[Text section]
Segment Open

Insecure? It Has Its Benefits
A desire to better oneself or personal relations can stem from insecurity.
Posted May 27, 2013
Insecurity is a form of anxiety. When one is insecure about oneself, it is due to a preoccupation with not measuring up to one’s perception of others, or other uneasiness that causes self-doubt. When one is insecure in a relationship, it is an anxiety or fear that the partner will find someone better, leave for other reasons, or otherwise hurt the relationship. Although in some relationships insecurity may stem from the partner’s history, it is often related to insecurity about oneself. Regardless of their partner’s history, there are some that feel secure in their relationship.
There is age-old advice that if someone cheated on his partner with you, you would be amiss to trust him to be faithful to you. Yet many people do enter relationships with someone they had an affair with. Many fully trust their partner, despite the relationship’s inauspicious beginnings. The opposite of insecure could be used to describe these individuals: confident. But is confidence always more appropriate than insecurity?

Segment Closed

[Records from a data collection]

Segment Open

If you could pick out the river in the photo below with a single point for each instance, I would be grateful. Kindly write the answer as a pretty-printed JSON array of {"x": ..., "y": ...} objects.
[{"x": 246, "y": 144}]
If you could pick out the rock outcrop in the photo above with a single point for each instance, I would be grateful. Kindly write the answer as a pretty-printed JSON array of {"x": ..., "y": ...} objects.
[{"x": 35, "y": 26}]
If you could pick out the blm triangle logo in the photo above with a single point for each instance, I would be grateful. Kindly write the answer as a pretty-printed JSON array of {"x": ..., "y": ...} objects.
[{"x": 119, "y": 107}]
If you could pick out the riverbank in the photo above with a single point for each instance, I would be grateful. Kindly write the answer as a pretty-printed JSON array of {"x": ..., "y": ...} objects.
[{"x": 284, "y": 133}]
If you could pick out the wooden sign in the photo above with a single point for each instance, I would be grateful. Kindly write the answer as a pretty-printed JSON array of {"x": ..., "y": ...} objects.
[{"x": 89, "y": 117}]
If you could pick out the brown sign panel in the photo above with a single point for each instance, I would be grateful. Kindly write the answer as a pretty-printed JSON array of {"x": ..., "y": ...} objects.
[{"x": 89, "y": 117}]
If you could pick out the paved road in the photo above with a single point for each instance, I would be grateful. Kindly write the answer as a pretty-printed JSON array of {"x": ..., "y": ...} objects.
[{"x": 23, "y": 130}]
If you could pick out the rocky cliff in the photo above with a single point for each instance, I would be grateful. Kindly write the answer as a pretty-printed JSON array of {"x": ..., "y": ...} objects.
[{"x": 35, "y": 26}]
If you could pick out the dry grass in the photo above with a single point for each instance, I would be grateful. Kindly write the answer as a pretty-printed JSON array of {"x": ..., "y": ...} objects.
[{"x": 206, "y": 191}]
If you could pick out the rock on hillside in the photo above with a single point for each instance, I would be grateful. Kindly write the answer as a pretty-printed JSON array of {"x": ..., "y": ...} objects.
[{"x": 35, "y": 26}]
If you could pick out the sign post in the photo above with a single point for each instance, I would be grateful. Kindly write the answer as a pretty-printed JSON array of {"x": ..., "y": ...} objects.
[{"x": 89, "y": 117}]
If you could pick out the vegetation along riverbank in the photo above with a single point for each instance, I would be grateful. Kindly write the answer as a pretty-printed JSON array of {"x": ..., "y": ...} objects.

Segment Closed

[Problem set]
1. Answer these from the insecurity article:
(a) Insecurity is described as a form of what?
(b) On what date was the article posted?
(c) What word does the article give as the opposite of insecure?
2. Copy the stretch of the insecurity article from "Posted May 27, 2013" through "in their relationship.".
Work only from the insecurity article, and ignore the listing.

[Answers for each item]
1.
(a) Anxiety
(b) May 27, 2013
(c) Confident

2.
Posted May 27, 2013
Insecurity is a form of anxiety. When one is insecure about oneself, it is due to a preoccupation with not measuring up to one’s perception of others, or other uneasiness that causes self-doubt. When one is insecure in a relationship, it is an anxiety or fear that the partner will find someone better, leave for other reasons, or otherwise hurt the relationship. Although in some relationships insecurity may stem from the partner’s history, it is often related to insecurity about oneself. Regardless of their partner’s history, there are some that feel secure in their relationship.